# RECORD LIST start

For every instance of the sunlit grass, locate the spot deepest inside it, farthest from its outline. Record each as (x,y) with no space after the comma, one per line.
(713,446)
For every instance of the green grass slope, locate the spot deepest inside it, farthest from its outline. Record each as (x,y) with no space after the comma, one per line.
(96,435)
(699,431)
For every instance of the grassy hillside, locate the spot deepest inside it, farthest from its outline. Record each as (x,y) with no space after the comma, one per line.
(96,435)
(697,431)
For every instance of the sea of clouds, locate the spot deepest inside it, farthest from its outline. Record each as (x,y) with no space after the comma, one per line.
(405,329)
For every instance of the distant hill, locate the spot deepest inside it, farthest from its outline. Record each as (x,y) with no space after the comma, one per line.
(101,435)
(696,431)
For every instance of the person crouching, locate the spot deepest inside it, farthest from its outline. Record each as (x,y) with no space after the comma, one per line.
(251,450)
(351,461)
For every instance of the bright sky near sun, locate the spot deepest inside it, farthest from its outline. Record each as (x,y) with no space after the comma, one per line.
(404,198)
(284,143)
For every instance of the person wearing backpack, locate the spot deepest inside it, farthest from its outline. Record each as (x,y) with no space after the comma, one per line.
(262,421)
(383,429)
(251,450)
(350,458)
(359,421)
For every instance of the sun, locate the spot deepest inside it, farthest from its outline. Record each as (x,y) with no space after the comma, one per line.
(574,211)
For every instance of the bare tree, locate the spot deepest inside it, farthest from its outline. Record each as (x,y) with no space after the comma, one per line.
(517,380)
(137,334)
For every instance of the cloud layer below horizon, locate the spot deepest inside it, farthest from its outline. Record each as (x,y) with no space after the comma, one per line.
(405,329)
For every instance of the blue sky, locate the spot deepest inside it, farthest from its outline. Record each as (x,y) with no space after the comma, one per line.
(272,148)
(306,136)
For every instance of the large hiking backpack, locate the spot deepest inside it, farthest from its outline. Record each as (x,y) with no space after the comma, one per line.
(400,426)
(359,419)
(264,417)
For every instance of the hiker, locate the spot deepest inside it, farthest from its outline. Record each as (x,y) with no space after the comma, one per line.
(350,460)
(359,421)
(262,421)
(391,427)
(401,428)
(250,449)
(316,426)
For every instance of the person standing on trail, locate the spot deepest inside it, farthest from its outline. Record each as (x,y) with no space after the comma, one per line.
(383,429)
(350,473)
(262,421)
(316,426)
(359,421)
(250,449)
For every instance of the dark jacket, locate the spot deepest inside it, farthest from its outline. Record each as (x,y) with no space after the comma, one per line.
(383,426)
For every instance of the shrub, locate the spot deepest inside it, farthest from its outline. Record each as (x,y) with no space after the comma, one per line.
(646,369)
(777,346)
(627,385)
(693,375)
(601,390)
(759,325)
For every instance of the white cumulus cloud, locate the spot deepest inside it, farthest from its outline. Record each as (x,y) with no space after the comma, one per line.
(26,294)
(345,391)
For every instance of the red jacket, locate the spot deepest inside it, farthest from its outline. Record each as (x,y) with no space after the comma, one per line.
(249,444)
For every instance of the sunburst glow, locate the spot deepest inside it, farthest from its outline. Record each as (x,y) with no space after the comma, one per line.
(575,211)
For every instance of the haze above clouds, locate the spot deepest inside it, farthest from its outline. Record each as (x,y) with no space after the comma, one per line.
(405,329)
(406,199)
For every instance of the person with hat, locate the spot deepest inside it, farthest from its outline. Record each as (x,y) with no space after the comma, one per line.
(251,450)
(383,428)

# RECORD LIST end

_YOUR GOAL:_
Rewrite everything from the line containing "For every instance of the haze" down to the end of the records, changing "outline" to "boundary" and leaving the rest unchanged.

_SOLUTION FOR THIS TASK:_
For every instance of the haze above clouds, locate the spot deepest inside it, farthest from its boundary. Record each as (x,y) with no space after the comma, one per line.
(405,329)
(406,199)
For every instance of the person with hat, locate the spot deepest inside it, farthest from its boundary. Record each as (x,y) with no space after the comma, one per line.
(251,450)
(383,428)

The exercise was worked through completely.